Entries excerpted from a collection
□ □ □ □ □

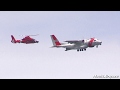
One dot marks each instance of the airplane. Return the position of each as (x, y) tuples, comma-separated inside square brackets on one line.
[(79, 45), (26, 40)]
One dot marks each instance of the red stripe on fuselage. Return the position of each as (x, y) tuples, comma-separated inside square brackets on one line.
[(90, 42), (57, 43), (54, 37)]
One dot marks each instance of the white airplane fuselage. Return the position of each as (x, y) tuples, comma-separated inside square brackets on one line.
[(80, 45)]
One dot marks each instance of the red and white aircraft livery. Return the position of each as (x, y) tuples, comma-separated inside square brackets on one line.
[(78, 45), (26, 40)]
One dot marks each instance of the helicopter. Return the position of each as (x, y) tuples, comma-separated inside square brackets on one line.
[(25, 40)]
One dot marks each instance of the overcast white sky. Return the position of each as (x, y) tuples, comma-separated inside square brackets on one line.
[(39, 61)]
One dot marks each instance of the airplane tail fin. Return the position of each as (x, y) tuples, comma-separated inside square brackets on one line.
[(13, 39), (55, 40)]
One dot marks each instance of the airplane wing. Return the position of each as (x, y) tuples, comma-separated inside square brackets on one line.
[(75, 41)]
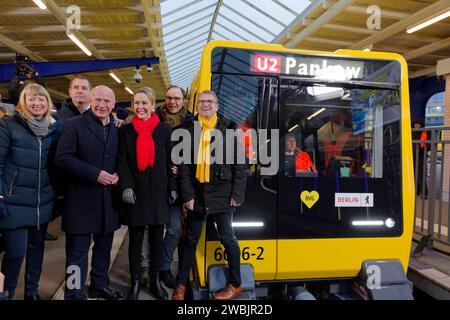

□ □ □ □ □

Rewrite all of the entries with each "airplane" switched to "aircraft" and nothing else changed. Leave the pictures out.

One dot marks each instance of the aircraft. Return the position of each as (x, y) tuples, comma-separated inside square brackets on one line.
[(79, 45), (26, 40)]
One dot marks each instance of the red stripe on fuselage. Return the position of each as (x, y) tuples, comma-separated inside square brackets on one line.
[(90, 42), (57, 43), (54, 37)]
One dot marks each instance of the white aircraft fuselage. Return the position of each as (x, y) tuples, comma-separated inside square brackets on one line.
[(80, 45)]
One dot marks each instance of the red and white aircraft livery. Return the position of each as (x, y) tuples, comma-separated inside square brackets on one line.
[(78, 45), (26, 40)]
One dot marks each instance of the helicopter. Return the position of each as (x, y) tuples, comma-separated inside square brackets on one line.
[(25, 40)]
One dot marks each instance of the overcast white sky. Return the position of each as (x, y) tuples, comma-separated inside square brackets on one line.
[(39, 61)]
One dot marks each instance of the aircraft tail fin. Return the position of each as (x, y) tuples, comma-separated inside square brackets on one line.
[(13, 39), (55, 40)]
One dot marks each instance of the aircraft wing. Return the position of each as (x, y) tuples, comma-separated inside square brackets on one line.
[(75, 41)]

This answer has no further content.